(Beginning of Given data)

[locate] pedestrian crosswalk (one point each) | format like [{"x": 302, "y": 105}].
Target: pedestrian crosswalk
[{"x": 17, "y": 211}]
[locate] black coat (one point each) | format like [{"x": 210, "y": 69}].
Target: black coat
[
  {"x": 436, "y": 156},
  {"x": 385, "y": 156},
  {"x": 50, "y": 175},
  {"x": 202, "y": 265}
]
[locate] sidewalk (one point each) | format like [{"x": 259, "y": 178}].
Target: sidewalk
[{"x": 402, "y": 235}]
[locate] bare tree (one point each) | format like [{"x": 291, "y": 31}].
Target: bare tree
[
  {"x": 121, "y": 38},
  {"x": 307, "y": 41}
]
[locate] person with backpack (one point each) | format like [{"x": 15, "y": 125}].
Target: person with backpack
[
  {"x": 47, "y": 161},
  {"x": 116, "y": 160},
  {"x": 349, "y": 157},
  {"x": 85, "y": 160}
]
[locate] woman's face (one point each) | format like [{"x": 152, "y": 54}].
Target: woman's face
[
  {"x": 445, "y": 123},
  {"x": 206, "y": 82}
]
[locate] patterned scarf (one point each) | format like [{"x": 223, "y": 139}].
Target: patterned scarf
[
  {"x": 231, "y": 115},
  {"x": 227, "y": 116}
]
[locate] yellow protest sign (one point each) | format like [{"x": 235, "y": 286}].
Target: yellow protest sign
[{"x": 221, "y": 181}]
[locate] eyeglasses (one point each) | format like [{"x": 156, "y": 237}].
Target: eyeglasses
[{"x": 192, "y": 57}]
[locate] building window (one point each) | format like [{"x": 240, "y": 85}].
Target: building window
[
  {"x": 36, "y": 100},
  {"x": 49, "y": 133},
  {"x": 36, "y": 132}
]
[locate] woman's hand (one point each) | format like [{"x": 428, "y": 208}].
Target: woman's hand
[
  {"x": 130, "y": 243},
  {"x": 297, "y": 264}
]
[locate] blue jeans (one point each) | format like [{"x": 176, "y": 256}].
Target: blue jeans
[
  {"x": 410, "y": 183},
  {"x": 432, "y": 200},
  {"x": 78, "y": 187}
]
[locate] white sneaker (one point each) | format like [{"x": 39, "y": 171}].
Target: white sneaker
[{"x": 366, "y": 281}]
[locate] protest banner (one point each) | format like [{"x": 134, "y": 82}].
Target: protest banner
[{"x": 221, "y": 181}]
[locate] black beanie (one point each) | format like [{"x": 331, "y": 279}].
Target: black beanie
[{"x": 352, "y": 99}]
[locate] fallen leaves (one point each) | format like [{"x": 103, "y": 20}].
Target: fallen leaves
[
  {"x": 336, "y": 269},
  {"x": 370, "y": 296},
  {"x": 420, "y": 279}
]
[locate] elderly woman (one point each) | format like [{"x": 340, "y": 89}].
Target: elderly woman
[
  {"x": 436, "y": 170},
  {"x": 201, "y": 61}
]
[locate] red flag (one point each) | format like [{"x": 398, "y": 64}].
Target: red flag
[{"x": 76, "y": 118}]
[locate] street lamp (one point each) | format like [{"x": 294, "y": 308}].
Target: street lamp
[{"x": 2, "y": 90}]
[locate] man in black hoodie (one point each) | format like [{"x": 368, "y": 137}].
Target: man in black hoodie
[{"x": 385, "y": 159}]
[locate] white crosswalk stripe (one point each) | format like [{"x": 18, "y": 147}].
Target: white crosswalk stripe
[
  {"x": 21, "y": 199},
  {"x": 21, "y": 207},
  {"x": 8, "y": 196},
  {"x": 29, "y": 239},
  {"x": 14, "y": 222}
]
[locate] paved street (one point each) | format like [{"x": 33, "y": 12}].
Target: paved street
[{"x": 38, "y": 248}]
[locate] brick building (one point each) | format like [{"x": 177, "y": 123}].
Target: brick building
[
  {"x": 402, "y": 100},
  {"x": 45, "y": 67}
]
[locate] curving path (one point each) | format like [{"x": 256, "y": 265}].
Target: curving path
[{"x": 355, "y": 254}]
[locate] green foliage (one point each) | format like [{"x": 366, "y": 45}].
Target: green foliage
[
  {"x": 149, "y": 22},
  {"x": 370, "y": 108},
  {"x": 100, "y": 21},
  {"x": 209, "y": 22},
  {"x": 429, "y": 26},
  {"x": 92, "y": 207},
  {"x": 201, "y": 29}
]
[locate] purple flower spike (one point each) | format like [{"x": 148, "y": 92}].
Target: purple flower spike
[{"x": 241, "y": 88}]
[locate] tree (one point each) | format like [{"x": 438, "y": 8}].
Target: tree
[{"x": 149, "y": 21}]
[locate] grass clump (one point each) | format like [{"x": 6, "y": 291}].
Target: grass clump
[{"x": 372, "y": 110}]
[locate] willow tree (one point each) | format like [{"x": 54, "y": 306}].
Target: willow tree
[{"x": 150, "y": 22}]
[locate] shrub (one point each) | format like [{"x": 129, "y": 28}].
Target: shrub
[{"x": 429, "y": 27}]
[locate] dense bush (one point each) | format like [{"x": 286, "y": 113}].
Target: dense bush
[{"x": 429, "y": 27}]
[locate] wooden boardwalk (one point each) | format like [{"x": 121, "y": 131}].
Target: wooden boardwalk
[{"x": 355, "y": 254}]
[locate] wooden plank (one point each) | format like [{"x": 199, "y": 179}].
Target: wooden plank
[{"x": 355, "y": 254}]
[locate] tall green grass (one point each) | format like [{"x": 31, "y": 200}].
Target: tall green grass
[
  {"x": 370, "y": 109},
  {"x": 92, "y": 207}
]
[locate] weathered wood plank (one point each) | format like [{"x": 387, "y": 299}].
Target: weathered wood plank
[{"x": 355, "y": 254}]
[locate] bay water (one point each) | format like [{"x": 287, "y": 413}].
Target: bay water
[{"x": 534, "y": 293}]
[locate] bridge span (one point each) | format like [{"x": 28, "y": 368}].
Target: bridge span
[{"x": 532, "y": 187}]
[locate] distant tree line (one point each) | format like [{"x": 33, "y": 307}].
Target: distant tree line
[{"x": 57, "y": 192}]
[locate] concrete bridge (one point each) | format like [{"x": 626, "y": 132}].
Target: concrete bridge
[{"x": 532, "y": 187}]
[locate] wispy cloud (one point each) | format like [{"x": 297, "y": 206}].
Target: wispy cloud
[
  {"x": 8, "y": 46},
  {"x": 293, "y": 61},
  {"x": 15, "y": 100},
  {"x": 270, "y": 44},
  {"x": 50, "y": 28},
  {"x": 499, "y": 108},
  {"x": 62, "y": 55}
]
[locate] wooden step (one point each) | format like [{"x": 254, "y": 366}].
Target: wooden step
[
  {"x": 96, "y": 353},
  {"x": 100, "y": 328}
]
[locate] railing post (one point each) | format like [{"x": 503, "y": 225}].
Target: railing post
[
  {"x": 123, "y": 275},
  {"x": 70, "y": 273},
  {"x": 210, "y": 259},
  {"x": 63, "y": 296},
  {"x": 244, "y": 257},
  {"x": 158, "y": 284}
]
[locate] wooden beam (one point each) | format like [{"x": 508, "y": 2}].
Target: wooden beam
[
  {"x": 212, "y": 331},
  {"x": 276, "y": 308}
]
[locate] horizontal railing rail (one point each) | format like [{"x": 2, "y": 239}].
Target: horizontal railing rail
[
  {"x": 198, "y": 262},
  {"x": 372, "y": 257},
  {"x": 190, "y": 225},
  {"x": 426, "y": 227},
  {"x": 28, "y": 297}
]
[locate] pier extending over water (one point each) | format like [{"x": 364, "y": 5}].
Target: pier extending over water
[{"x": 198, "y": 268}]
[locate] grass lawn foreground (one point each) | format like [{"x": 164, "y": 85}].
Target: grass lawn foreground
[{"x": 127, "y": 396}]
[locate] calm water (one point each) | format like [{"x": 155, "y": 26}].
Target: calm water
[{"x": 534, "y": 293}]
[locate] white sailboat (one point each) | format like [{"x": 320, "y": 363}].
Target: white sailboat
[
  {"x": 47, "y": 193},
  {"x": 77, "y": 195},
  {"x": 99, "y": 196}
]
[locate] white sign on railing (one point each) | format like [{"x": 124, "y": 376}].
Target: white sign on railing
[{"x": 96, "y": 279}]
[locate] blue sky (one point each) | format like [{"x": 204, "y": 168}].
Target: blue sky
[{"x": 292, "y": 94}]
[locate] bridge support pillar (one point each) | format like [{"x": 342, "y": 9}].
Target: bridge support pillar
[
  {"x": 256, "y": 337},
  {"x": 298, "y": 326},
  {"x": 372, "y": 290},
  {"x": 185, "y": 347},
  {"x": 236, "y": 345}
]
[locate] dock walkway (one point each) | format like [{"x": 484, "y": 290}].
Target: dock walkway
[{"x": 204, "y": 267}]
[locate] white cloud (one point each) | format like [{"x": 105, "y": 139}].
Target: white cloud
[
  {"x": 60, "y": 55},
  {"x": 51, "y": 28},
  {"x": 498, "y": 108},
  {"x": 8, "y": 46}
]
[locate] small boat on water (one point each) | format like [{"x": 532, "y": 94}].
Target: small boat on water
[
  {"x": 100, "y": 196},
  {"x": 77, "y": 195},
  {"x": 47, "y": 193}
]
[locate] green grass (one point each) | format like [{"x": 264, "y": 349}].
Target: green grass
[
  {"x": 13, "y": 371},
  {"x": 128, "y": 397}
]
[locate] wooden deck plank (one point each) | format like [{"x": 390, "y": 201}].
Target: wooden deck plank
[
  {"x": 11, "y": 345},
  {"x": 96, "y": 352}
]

(End of Given data)

## [Exercise goal]
Above are the entries. Quote exactly the lines from the one bearing "[locate] wooden step" through the one bearing "[locate] railing post".

## [Task solution]
[locate] wooden step (one point each) | format like [{"x": 254, "y": 366}].
Target: wooden step
[
  {"x": 96, "y": 353},
  {"x": 100, "y": 328}
]
[locate] railing post (one point each) | format like [{"x": 503, "y": 225}].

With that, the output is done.